§ EXPLORE THE MATERIAL
(A) In the excerpt on caring for traumatized children, how many hours a day does the writer say they are on high alert?
(B) Please duplicate the excerpt on caring for traumatized children between "It’s not that" and "is causing consequences.", inclusive.

It’s not that simple. I am not just a mum, doing just the mum thing and then moaning about it. I am a mum, a carer, a therapist, a teacher, a life coach, a student of experience-psychology (by that I mean, being taught by what I experience about the psychology of children who are traumatised). I provide 24 hour care, I barely get any sleep, even if I get a child free bed because I am listening out – the children CAN NOT ask for help at night time. Night time is dangerous. They must take cover and hide and await the safety of morning. If they get too scared, we could have a wet or soiled bed, or worse, we could be dealing with trying to reverse the damage of self harm. I am on high alert 24 hours a day, trying not to transfer that to the children, but also trying to be prepared for everything that’s going to happen, could happen, has happened and is causing consequences.

It’s more exhausting than just parenting. It’s like working 5 different jobs that cover the entirity of your week where you don’t get pay, personal space (not even for toileting mostly, because one child finds it that hard to separate and the other child will cause harm to self or others if out of eyeshot for literally the length of time it takes to race unrination, pull up pants as you flush and wash hands).

But also, it’s lonely. Because everyone just gets fed up of you trying to vent out your frustrations, or because you talk about the kids (when actually that’s the only goddam thing you have done and known for months). Because of isolating yourself from the people who talk you down and make you feel like crap. Of just deciding that, no matter how tired you are, you are just going to do everything you need doing yourself (on the most part) and avoid help from certain people if you can help it because help often comes at the cost of degradation. Being told you most certainly are not ill, that the person helping you is so much worse (because you are on your feet and trying). Being told you are lazy (when your husband has said “no, you have the kids to look after, take care of them, they are anxious, keep them away and let us do the physical tasks here”) so you aren’t helping people move things, dig things, build things.

§ INFORMATION GIVEN

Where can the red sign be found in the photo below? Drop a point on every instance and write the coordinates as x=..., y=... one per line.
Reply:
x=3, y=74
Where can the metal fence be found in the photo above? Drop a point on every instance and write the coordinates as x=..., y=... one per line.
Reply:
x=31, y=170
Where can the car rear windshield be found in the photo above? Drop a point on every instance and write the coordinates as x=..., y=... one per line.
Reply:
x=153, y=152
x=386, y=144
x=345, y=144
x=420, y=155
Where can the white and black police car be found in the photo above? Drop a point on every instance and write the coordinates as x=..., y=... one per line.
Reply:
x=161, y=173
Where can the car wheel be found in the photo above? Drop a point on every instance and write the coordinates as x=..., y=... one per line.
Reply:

§ SOLVED PROBLEMS
(A) 24 hours a day.

(B)
It’s not that simple. I am not just a mum, doing just the mum thing and then moaning about it. I am a mum, a carer, a therapist, a teacher, a life coach, a student of experience-psychology (by that I mean, being taught by what I experience about the psychology of children who are traumatised). I provide 24 hour care, I barely get any sleep, even if I get a child free bed because I am listening out – the children CAN NOT ask for help at night time. Night time is dangerous. They must take cover and hide and await the safety of morning. If they get too scared, we could have a wet or soiled bed, or worse, we could be dealing with trying to reverse the damage of self harm. I am on high alert 24 hours a day, trying not to transfer that to the children, but also trying to be prepared for everything that’s going to happen, could happen, has happened and is causing consequences.